START Material provided

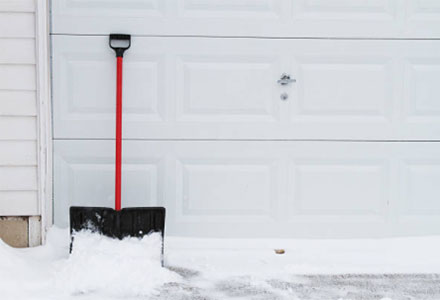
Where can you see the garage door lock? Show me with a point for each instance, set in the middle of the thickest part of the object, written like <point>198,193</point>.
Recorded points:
<point>285,79</point>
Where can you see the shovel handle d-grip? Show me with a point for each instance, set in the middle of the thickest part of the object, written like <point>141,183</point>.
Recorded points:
<point>119,43</point>
<point>118,161</point>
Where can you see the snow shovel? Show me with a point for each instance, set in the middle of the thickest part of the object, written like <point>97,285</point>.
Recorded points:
<point>118,223</point>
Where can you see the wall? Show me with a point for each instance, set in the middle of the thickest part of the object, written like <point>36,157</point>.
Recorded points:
<point>19,129</point>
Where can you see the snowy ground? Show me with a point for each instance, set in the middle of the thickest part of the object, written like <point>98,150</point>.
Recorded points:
<point>100,268</point>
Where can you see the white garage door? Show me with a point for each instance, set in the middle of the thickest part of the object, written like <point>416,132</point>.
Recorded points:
<point>347,150</point>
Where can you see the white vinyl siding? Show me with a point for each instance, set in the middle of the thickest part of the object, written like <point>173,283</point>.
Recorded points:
<point>18,105</point>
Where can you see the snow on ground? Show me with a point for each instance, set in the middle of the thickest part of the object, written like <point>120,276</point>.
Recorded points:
<point>102,268</point>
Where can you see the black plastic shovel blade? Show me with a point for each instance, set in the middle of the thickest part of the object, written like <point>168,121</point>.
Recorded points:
<point>128,222</point>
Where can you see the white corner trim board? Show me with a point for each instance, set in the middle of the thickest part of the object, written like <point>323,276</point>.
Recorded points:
<point>44,125</point>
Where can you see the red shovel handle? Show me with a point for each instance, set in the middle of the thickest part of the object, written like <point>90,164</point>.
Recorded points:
<point>118,133</point>
<point>119,43</point>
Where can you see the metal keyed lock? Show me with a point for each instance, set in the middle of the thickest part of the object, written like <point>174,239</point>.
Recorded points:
<point>285,79</point>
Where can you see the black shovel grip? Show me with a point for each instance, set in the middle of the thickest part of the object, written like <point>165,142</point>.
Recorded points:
<point>119,49</point>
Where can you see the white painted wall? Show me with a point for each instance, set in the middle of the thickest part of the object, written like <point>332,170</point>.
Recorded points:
<point>18,109</point>
<point>353,152</point>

END Material provided

What is required:
Scan the records above for the string "handle", then report every line that contains it.

Answer for this exercise:
Where can you see the shovel handle d-grip? Show me with a point for each instance, set in the middle of the thickest part of the object, written like <point>141,183</point>.
Where can you see the red shovel handle? Show me with a point for each instance, set in the middle of the thickest part of the object, written like <point>90,164</point>.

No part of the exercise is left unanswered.